SOURCE DOCUMENT
-- Begin --

The implementation of construction plans in E1 will create an urban bloc between Ma’ale Adumim and Jerusalem, exacerbate the isolation of East Jerusalem from the rest of the West Bank and disrupt the territorial contiguity between the northern and southern parts of the West Bank. The establishment of settlements in occupied territory is a breach of international humanitarian law, which prohibits the transfer of people from the occupying state into the occupied area. It also prohibits any permanent changes in the occupied territory, with the exception of changes mandated by military needs or in order to benefit the local population. In addition, the establishment of Israeli settlements leads to numerous violations of Palestinians’ human rights. In addition, the Civil Administration is planning to expel the Bedouin communities currently residing in this area. If the expulsion goes through, it will be a further breach of international humanitarian law, which prohibits the forcible transfer of “protected persons”, such as these communities, other than for their own safety or for an urgent military need. Even then, it is permissible only on a temporary basis. These exceptions are not applicable in this case.
What is E1?
The E1 master plan (Plan No. 420/4) was approved in 1999. It covers approximately 1,200 hectares of land – most of which Israel declared as state land in a legally dubious procedure. During the 1990s these lands were made part of the jurisdiction of the settlement of Ma’ale Adumim, so it now encompasses approximately 4,800 hectares. The northern and southern edges of the plan largely correspond to the route planned for the Separation Barrier in the area, which would leave Ma’ale Adumim on the “Israeli” side of the barrier and separate it from neighboring areas of the West Bank. The E-1 compound is interspersed with enclaves of privately owned Palestinian land. The overall area of these enclaves is approximately 77.5 hectares. Israel was unable to declare them state land and they are not officially included in the plans. However, it is clear that the physical reality resulting from the plan will greatly limit Palestinian landowners’ access to their lands.
In addition to residential units, the plan designates areas for tourism, commerce, regional services, a regional cemetery, roads, etc. Detailed plans have already been approved for two of the plans, enabling the building permits to be issued:
At least three detailed plans for residential construction in the E-1 compound are being prepared, proposing 4,000 residential units and ten hotels. To date, Israeli governments have delayed any further construction in the area, partly because of strong objections on the part of the US administration and the European Union. According to media reports, Prime Minister Binyamin Netanyahu promised the US president that he would not build in E-1. Nevertheless, in response to the UN decision to admit Palestine as an observer state, the government issued directives in late November 2012 to promote the detailed plans. Further to the government instructions, the Civil Administration approved the filing for objections of two of the three E-1 residential plans. The plans had not yet been filed in August 2013 and no progress had been made in the process of their approval.

-- End --

MATERIAL SUPPLIED

-- Begin --

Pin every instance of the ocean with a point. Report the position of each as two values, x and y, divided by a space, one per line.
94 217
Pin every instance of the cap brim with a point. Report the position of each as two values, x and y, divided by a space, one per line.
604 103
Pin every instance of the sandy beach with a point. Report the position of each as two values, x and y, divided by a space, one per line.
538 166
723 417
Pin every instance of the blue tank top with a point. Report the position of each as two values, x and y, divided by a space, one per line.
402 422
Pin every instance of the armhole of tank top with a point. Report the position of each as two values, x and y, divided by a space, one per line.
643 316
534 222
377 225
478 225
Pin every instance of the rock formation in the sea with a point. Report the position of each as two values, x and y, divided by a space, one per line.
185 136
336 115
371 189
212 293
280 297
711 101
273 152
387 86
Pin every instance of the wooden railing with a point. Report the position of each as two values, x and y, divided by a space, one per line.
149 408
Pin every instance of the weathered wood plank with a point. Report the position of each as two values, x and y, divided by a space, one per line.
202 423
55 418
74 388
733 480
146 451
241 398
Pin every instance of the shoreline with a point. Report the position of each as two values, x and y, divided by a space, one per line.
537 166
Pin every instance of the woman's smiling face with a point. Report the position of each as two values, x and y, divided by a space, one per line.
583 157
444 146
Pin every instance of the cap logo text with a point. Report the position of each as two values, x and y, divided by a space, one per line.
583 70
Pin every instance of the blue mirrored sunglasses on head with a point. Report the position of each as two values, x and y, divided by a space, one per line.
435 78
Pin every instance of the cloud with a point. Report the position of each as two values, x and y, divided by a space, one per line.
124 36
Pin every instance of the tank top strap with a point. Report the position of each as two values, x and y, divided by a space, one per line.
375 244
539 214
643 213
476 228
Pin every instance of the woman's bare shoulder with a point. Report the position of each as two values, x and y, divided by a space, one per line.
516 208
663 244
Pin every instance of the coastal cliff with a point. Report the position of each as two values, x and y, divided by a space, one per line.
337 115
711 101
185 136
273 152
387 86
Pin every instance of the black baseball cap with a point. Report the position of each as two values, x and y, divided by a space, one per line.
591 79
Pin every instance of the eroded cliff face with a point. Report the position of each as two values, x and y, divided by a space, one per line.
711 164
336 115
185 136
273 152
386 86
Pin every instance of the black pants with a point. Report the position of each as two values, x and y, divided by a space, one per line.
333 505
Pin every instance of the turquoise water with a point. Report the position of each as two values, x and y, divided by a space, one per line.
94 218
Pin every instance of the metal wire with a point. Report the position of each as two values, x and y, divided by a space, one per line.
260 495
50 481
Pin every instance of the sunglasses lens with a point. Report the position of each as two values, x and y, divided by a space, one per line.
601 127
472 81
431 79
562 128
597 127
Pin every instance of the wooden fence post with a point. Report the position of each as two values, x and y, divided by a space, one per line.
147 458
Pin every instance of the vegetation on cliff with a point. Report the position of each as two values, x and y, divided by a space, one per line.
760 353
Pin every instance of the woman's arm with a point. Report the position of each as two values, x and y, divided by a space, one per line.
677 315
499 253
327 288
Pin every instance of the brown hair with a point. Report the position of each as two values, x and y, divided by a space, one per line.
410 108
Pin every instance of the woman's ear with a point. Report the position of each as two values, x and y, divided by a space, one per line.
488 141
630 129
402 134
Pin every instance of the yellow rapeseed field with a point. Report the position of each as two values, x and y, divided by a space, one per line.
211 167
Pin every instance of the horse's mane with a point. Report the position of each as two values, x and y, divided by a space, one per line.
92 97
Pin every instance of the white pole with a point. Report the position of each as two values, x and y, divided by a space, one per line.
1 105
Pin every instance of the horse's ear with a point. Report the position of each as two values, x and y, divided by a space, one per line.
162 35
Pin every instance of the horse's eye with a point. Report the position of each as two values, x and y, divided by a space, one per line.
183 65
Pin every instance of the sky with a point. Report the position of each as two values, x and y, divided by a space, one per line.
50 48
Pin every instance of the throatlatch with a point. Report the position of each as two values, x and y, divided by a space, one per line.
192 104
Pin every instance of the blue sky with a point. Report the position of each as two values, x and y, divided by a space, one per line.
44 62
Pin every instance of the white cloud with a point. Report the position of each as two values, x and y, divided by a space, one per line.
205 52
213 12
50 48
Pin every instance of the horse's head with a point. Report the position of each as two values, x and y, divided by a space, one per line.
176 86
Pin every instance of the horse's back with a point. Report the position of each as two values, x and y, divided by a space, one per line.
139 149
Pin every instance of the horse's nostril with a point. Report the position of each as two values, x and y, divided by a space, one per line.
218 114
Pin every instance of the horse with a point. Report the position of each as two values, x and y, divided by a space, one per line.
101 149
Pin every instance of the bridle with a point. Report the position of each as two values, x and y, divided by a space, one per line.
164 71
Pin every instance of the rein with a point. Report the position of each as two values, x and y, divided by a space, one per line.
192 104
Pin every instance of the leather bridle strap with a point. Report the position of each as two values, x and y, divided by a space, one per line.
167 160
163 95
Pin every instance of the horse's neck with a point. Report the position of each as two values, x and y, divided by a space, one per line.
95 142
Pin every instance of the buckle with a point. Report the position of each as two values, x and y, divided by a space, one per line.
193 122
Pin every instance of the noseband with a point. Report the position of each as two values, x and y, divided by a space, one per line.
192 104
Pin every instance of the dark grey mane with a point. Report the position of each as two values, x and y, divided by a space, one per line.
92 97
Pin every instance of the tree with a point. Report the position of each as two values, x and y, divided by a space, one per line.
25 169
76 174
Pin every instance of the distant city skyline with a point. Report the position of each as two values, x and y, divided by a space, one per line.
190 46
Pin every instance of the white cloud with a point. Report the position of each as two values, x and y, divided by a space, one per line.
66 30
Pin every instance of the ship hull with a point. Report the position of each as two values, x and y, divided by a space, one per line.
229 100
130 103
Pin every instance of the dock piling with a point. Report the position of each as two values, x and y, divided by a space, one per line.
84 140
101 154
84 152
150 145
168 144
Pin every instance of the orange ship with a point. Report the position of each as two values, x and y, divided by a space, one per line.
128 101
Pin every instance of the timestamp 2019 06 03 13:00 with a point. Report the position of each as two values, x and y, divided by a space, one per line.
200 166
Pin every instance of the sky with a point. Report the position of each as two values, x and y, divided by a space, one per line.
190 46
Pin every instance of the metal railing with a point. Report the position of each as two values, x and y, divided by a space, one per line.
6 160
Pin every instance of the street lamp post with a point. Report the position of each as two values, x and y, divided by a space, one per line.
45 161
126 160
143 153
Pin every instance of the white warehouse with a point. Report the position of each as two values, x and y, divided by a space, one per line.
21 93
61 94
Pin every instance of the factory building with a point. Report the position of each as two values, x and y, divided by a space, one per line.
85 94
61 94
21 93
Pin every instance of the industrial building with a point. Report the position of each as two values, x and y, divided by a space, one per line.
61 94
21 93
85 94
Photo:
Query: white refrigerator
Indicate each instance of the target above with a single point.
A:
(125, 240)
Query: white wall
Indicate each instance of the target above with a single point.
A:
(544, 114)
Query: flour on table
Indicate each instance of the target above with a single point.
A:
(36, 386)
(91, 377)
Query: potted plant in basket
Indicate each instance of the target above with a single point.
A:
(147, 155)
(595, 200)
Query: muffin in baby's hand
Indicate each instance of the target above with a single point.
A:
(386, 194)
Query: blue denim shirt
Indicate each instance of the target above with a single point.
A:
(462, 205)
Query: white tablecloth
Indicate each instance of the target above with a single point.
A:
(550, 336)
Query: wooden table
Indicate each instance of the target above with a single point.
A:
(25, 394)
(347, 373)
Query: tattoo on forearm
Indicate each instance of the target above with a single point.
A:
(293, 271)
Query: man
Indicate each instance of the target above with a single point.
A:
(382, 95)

-- End --

TASK SET
- A) Answer these questions using the text on the E1 plan.
(i) In what year was the E1 master plan approved?
(ii) What is the approximate overall area of the enclaves of privately owned Palestinian land in the E-1 compound?
(iii) How many residential units are proposed by the detailed plans being prepared for the E-1 compound?
- B) Extract every line of the records that contains the string "Query". Case counts.

EXERCISE RESPONSES
- A)
(i) 1999
(ii) Approximately 77.5 hectares
(iii) 4,000

- B)
Query: white refrigerator
Query: white wall
Query: flour on table
Query: potted plant in basket
Query: muffin in baby's hand
Query: blue denim shirt
Query: white tablecloth
Query: wooden table
Query: tattoo on forearm
Query: man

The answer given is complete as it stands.